++++ PAGE EXTRACT
2000-09-09 until 2000-10-22
Frick Art and Historical Center
Pittsburgh, PA, USA United States of America

The Frick Art & Historical Center, Pittsburgh, presents its first exhibition of contemporary art, with a major body of new work by internationally-acclaimed camera artist Vik Muniz. Comprising sixty-five photographs created in 2000, Clayton Days. Picture Stories by Vik Muniz inaugurates the Center’s artist-in-residence program, in which contemporary artists are invited to respond to the collections at the Center.

While at the Frick, Mr. Muniz became fascinated by the concepts, histories, and collections contained in and around Clayton, the restored nineteenth-century estate of industrialist and art collector Henry Clay Frick. The photographs in Clayton Days—elaborately staged still lifes and genre scenes—constitute Mr. Muniz’s carefully constructed, personal vision of how life might have been in the twenty-three rooms and on the grounds of the Victorian-era house.

According to DeCourcy E. McIntosh, executive director of the Frick, “It was a sense of the limitations of historical interpretation that led us to Mr. Muniz in the first place. After nearly ten years of impressing upon the public the accuracy of the Clayton restoration and the significance of the site, we craved a fresh perspective, one created not through analysis of historical evidence, but formed by the eye and hand of an artist.”
++++++++
++++ INFORMATION GIVEN
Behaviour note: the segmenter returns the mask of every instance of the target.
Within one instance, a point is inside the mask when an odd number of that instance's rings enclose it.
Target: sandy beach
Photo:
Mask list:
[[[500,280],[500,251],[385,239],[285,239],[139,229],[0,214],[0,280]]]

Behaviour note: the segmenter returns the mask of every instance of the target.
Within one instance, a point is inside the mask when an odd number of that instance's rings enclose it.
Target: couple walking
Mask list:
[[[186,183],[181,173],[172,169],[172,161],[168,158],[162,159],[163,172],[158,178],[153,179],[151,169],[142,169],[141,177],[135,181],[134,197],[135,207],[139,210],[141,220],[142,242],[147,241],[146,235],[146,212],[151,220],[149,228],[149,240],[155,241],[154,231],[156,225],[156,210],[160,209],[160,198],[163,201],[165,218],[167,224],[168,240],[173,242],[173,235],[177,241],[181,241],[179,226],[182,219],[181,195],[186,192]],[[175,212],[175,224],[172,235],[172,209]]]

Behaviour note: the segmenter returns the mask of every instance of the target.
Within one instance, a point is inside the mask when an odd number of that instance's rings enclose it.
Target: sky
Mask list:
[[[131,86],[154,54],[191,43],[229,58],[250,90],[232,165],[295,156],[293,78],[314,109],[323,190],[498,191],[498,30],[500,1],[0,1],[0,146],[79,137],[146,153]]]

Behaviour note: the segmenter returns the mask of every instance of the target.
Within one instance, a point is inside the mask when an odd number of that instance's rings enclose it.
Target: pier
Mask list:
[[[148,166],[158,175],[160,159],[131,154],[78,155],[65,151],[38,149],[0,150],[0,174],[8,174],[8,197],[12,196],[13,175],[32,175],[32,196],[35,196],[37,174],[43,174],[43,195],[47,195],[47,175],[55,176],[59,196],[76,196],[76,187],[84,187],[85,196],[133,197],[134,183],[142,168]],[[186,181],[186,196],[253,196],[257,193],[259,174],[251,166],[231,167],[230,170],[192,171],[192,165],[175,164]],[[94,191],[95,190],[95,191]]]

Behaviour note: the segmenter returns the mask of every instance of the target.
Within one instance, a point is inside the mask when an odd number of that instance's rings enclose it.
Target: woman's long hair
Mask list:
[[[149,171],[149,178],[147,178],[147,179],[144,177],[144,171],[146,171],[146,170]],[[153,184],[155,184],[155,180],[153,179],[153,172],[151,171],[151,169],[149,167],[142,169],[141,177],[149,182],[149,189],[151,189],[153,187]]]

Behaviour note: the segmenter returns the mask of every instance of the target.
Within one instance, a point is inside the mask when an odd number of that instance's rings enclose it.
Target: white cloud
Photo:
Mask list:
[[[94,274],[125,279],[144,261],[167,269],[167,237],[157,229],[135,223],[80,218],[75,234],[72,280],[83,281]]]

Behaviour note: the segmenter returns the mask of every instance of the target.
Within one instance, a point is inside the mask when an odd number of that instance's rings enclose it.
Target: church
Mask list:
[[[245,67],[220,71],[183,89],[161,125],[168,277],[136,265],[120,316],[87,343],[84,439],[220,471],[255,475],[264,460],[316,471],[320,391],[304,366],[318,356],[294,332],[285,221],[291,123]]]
++++++++
- _REQUIREMENTS_:
1: In the Clayton Days exhibition text, turn the paragraph starting "While at the Frick" into a short bulleted list that keeps its main facts.
2: Answer these from the Clayton Days exhibition text:
(a) How many photographs make up the exhibition?
(b) How many rooms does the house at Clayton have?
(c) Who is the executive director of the Frick?

- _SOLUTION LIST_:
1:
- While at the Frick, Mr. Muniz became fascinated by the concepts, histories, and collections in and around Clayton.
- Clayton is the restored nineteenth-century estate of industrialist and art collector Henry Clay Frick.
- The Clayton Days photographs are elaborately staged still lifes and genre scenes.
- They show Mr. Muniz's personal vision of how life might have been in the twenty-three rooms and on the grounds of the Victorian-era house.

2:
(a) Sixty-five.
(b) Twenty-three.
(c) DeCourcy E. McIntosh.